* Task set:
**A.** Reproduce the stretch of the disciplinary rules notice from "In order to" through "jurisdiction (Pa.R.D.E. 216(e)).", word for word.
**B.** Count the lines of the records that contain the string "blue", with case counting, and give only the number.

* Text:
== == ==
PART V. PROFESSIONAL ETHICS AND CONDUCT
[ 204 PA. CODE CHS. 83, 85 AND 87 ]
Amendments to the Rules of Disciplinary Enforcement and the Disciplinary Board Rules Relating to Grounds for Discipline and Notification to Respondent-Attorney of Complaint and Duty to Respond
[40 Pa.B. 6775]
[Saturday, November 27, 2010]
Notice is hereby given that The Disciplinary Board of the Supreme Court of Pennsylvania is considering recommending to the Pennsylvania Supreme Court that the Court amend subsection (b) of Pennsylvania Rule of Disciplinary Enforcement 203 as set forth in Annex A.
Notice is also given that if the Supreme Court were to adopt the proposed amendment as set forth in Annex A, the Disciplinary Board's intent would be to amend its Rules of Organization and Procedure as set forth in Annex B.
In order to accommodate its system of self-regulation while maintaining the highest of ethical standards, the legal profession imposes certain obligations upon its members.
Some obligations applicable to Pennsylvania lawyers assist the Disciplinary Board in identifying activities that require investigation and possible disciplinary action. Pennsylvania lawyers are obligated to report substantially serious professional misconduct of another lawyer (RPC 8.3(a)) or judge (RPC 8.3(b)), to self-report a conviction for a serious crime (Pa.R.D.E. 214(a)), and to self-report certain types of professional discipline imposed in another jurisdiction (Pa.R.D.E. 216(e)).
Other obligations impose documentation requirements upon lawyers that facilitate Disciplinary Counsel's investigation and resolution of an ethics complaint that might be filed against the lawyer. Pennsylvania lawyers are obligated to communicate in writing to a client the basis or rate of the legal fee unless the lawyer has regularly represented the client (RPC 1.5(b)), to maintain a Trust Account in a financial institution licensed to do business in the Commonwealth of Pennsylvania (RPC 1.15(a)(4)), to maintain and preserve records of financial transactions involving fiduciary funds (RPC 1.15(c)), and to memorialize any business transaction with a client or one in which the lawyer acquires an interest adverse to the client (RPC 1.8(a)).
== == ==
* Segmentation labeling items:

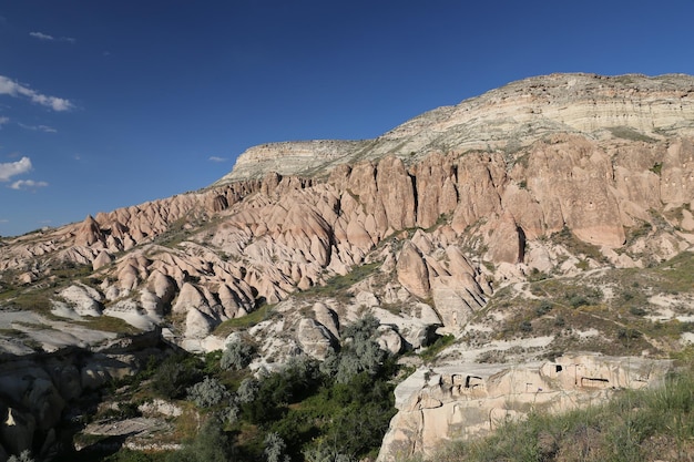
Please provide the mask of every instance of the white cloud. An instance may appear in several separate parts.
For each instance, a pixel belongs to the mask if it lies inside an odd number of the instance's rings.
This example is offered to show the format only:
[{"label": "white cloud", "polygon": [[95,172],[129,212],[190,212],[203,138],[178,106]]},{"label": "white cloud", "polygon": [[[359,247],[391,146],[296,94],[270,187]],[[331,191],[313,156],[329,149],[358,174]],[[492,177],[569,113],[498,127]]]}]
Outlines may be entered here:
[{"label": "white cloud", "polygon": [[0,164],[0,182],[8,182],[14,175],[21,175],[31,171],[31,160],[22,157],[17,162]]},{"label": "white cloud", "polygon": [[0,75],[0,94],[9,94],[14,97],[27,96],[32,102],[51,107],[53,111],[69,111],[73,107],[73,104],[69,100],[41,94],[35,90],[6,78],[4,75]]},{"label": "white cloud", "polygon": [[18,125],[22,129],[31,130],[34,132],[58,133],[58,130],[48,125],[24,125],[23,123],[18,123]]},{"label": "white cloud", "polygon": [[39,40],[55,40],[53,35],[49,35],[48,33],[43,33],[43,32],[29,32],[29,35]]},{"label": "white cloud", "polygon": [[54,42],[54,41],[70,42],[70,43],[74,43],[75,42],[75,40],[72,37],[61,37],[61,38],[57,39],[53,35],[50,35],[50,34],[43,33],[43,32],[29,32],[29,35],[33,37],[34,39],[47,40],[47,41],[50,41],[50,42]]},{"label": "white cloud", "polygon": [[38,189],[45,186],[48,186],[48,183],[34,182],[33,179],[18,179],[10,185],[12,189]]}]

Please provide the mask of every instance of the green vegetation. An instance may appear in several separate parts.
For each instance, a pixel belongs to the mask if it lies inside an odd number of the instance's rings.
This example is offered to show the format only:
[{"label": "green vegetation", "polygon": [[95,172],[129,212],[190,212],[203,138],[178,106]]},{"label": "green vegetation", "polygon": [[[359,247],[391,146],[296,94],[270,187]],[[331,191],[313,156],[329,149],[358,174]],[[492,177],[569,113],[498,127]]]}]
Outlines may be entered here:
[{"label": "green vegetation", "polygon": [[[118,462],[375,458],[396,412],[397,373],[395,358],[378,347],[378,325],[366,316],[344,327],[341,345],[325,361],[294,357],[257,377],[247,369],[255,350],[241,341],[204,360],[185,352],[152,359],[110,392],[129,403],[156,397],[177,401],[186,410],[173,422],[176,430],[170,437],[183,441],[183,449],[156,455],[119,450],[106,456],[96,449],[108,443],[100,437],[84,440],[94,444],[86,452],[93,460]],[[136,412],[135,404],[119,405],[100,418]]]},{"label": "green vegetation", "polygon": [[612,133],[612,136],[622,140],[642,141],[644,143],[655,143],[657,141],[651,136],[644,135],[643,133],[635,131],[630,126],[612,126],[608,130],[610,131],[610,133]]},{"label": "green vegetation", "polygon": [[654,390],[621,391],[604,405],[502,424],[479,441],[449,444],[433,459],[452,461],[631,462],[690,460],[694,453],[694,374]]}]

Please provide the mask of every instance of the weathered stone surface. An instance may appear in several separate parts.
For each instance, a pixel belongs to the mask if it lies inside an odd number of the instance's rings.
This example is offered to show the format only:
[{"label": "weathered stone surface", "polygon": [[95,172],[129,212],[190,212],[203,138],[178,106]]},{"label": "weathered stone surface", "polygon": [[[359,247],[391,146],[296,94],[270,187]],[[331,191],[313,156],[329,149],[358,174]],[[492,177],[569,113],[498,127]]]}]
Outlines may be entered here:
[{"label": "weathered stone surface", "polygon": [[399,412],[377,460],[431,456],[442,441],[487,434],[529,410],[568,411],[605,400],[615,389],[656,387],[670,368],[670,361],[594,355],[512,368],[463,363],[420,368],[396,388]]},{"label": "weathered stone surface", "polygon": [[101,316],[101,295],[83,284],[75,284],[60,291],[60,296],[80,316]]},{"label": "weathered stone surface", "polygon": [[419,249],[411,243],[402,245],[397,264],[398,281],[416,297],[429,296],[429,270]]}]

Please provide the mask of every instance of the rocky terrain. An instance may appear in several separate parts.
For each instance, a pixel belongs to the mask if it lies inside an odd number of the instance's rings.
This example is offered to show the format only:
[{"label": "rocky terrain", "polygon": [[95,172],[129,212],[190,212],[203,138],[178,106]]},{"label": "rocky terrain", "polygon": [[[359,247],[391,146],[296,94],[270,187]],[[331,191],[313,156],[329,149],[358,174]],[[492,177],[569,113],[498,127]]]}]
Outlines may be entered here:
[{"label": "rocky terrain", "polygon": [[[253,147],[204,189],[1,238],[0,352],[99,351],[161,329],[196,353],[241,336],[261,373],[324,360],[370,314],[420,378],[398,391],[380,459],[412,455],[484,427],[461,411],[482,389],[560,410],[657,383],[657,360],[694,337],[693,198],[694,78],[532,78],[376,140]],[[437,338],[453,341],[422,359]],[[585,351],[639,358],[582,359],[598,365],[591,387],[548,379]],[[527,363],[522,380],[504,381],[510,363]],[[636,363],[661,372],[644,380]],[[455,391],[471,388],[460,377],[481,388]],[[54,415],[27,393],[0,391],[1,409],[41,432],[11,443],[6,419],[4,452],[49,444]]]}]

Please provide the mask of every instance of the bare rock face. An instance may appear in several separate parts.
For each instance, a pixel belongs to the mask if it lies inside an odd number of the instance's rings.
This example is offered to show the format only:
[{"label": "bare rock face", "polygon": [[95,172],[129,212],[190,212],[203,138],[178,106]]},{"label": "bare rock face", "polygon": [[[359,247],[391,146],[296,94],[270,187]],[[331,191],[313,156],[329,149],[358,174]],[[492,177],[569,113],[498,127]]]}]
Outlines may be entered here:
[{"label": "bare rock face", "polygon": [[416,297],[429,296],[429,269],[419,249],[411,243],[402,245],[397,264],[398,281]]},{"label": "bare rock face", "polygon": [[101,295],[83,284],[70,286],[60,291],[60,296],[74,307],[80,316],[101,316]]},{"label": "bare rock face", "polygon": [[377,460],[430,458],[442,441],[488,434],[501,422],[523,419],[529,410],[569,411],[605,401],[615,389],[659,386],[670,368],[670,361],[600,356],[513,368],[462,363],[422,368],[396,389],[399,412]]},{"label": "bare rock face", "polygon": [[540,203],[549,232],[564,225],[581,239],[619,247],[624,243],[609,156],[584,138],[557,135],[537,143],[528,160],[528,187]]},{"label": "bare rock face", "polygon": [[[415,297],[459,332],[496,285],[576,270],[576,256],[545,245],[554,233],[620,267],[691,248],[693,90],[686,75],[553,74],[370,141],[252,147],[210,188],[3,239],[0,271],[31,289],[59,265],[89,265],[101,283],[61,285],[68,305],[139,328],[173,312],[198,345],[226,319],[382,261],[385,286],[364,288],[376,302],[360,305]],[[315,315],[336,337],[339,317]]]},{"label": "bare rock face", "polygon": [[511,213],[498,219],[489,243],[489,259],[492,261],[520,263],[525,251],[525,234],[516,224]]},{"label": "bare rock face", "polygon": [[323,360],[335,347],[333,333],[314,319],[299,321],[297,340],[306,355]]}]

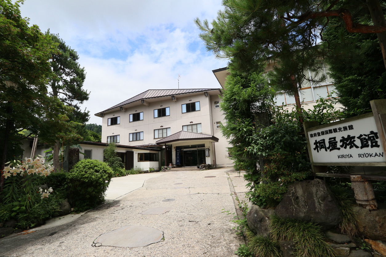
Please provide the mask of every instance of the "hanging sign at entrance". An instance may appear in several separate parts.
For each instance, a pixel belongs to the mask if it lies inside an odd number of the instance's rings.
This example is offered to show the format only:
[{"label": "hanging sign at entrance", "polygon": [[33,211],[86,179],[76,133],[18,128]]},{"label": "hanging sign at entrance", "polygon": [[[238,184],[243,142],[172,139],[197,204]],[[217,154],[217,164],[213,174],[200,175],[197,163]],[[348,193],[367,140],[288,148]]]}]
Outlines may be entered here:
[{"label": "hanging sign at entrance", "polygon": [[181,148],[176,147],[176,164],[179,165],[181,161]]}]

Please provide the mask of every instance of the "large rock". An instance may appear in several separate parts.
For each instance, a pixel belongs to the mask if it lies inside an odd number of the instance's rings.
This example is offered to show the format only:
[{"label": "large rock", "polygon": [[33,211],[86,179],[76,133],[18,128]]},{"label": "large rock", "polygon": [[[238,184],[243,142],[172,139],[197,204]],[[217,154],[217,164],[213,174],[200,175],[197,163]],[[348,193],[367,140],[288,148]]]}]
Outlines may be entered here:
[{"label": "large rock", "polygon": [[325,228],[336,226],[342,218],[336,201],[319,179],[289,186],[275,211],[281,218],[316,222]]},{"label": "large rock", "polygon": [[279,242],[280,250],[283,253],[283,257],[295,257],[296,254],[296,245],[292,241],[281,241]]},{"label": "large rock", "polygon": [[68,202],[68,199],[66,199],[62,202],[59,210],[60,210],[59,215],[67,215],[71,212],[71,206]]},{"label": "large rock", "polygon": [[386,209],[369,210],[357,206],[354,210],[359,220],[357,227],[365,237],[386,241]]},{"label": "large rock", "polygon": [[0,228],[0,238],[9,235],[14,232],[14,228]]},{"label": "large rock", "polygon": [[247,213],[247,222],[252,231],[257,235],[268,237],[269,236],[270,217],[274,213],[272,209],[262,209],[252,205]]},{"label": "large rock", "polygon": [[381,241],[374,241],[371,239],[365,239],[365,241],[371,245],[371,248],[383,256],[386,256],[386,244]]},{"label": "large rock", "polygon": [[326,232],[326,237],[330,240],[339,244],[348,243],[351,241],[351,238],[347,235],[338,234],[330,230]]}]

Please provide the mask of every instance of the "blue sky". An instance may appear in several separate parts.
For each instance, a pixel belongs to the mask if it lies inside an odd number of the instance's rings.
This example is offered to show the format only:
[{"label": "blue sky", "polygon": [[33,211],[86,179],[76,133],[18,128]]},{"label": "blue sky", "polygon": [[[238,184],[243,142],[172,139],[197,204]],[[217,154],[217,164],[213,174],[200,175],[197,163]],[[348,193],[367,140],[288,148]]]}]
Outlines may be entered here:
[{"label": "blue sky", "polygon": [[94,114],[149,89],[219,88],[227,65],[205,49],[193,22],[212,20],[221,0],[25,0],[22,16],[78,52]]}]

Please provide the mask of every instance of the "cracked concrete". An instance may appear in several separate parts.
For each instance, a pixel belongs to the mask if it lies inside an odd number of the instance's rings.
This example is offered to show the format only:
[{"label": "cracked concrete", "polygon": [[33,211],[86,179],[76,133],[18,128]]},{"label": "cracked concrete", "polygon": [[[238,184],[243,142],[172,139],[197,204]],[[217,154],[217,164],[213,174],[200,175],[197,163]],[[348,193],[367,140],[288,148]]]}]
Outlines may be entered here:
[{"label": "cracked concrete", "polygon": [[[33,233],[1,239],[0,256],[235,256],[234,252],[244,240],[232,229],[233,215],[227,215],[222,210],[235,212],[238,202],[234,202],[234,198],[237,195],[239,200],[245,199],[243,192],[247,190],[242,177],[235,177],[236,172],[227,172],[230,168],[139,174],[140,179],[135,177],[137,175],[115,178],[106,197],[110,202],[72,220],[66,218],[71,215],[64,216],[62,219],[68,220],[67,223],[43,226],[32,230]],[[205,178],[208,176],[215,177]],[[129,181],[136,180],[136,183]],[[172,189],[177,182],[189,188]],[[168,199],[174,200],[164,202]],[[171,210],[155,215],[141,214],[159,206]],[[127,226],[157,230],[163,233],[164,240],[140,247],[103,244],[92,247],[100,235]]]}]

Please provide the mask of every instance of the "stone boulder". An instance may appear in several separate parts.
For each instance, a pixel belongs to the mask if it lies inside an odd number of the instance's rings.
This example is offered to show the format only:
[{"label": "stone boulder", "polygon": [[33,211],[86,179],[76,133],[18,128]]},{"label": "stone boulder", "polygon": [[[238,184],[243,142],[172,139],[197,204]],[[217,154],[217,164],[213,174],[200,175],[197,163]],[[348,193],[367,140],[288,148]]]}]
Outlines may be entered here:
[{"label": "stone boulder", "polygon": [[347,235],[342,235],[334,233],[332,231],[328,230],[326,232],[326,237],[332,241],[339,244],[344,244],[351,242],[351,238]]},{"label": "stone boulder", "polygon": [[369,210],[357,206],[354,210],[359,221],[357,227],[365,237],[386,241],[386,209]]},{"label": "stone boulder", "polygon": [[371,245],[371,248],[383,256],[386,256],[386,244],[381,241],[374,241],[371,239],[365,239],[365,241]]},{"label": "stone boulder", "polygon": [[279,242],[283,257],[295,257],[296,245],[292,241],[281,241]]},{"label": "stone boulder", "polygon": [[270,217],[274,214],[272,209],[262,209],[257,205],[252,205],[247,213],[247,222],[251,230],[264,237],[269,236]]},{"label": "stone boulder", "polygon": [[62,202],[59,210],[60,210],[60,215],[67,215],[71,212],[71,206],[68,203],[68,199],[66,199]]},{"label": "stone boulder", "polygon": [[14,232],[14,228],[0,228],[0,238],[9,235]]},{"label": "stone boulder", "polygon": [[281,218],[316,222],[326,228],[337,225],[342,219],[336,200],[320,179],[289,186],[275,211]]}]

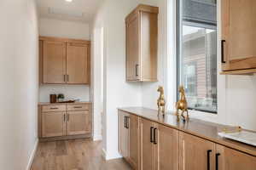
== == ==
* Task answers:
**A.**
In order to accommodate its system of self-regulation while maintaining the highest of ethical standards, the legal profession imposes certain obligations upon its members.
Some obligations applicable to Pennsylvania lawyers assist the Disciplinary Board in identifying activities that require investigation and possible disciplinary action. Pennsylvania lawyers are obligated to report substantially serious professional misconduct of another lawyer (RPC 8.3(a)) or judge (RPC 8.3(b)), to self-report a conviction for a serious crime (Pa.R.D.E. 214(a)), and to self-report certain types of professional discipline imposed in another jurisdiction (Pa.R.D.E. 216(e)).

**B.** 3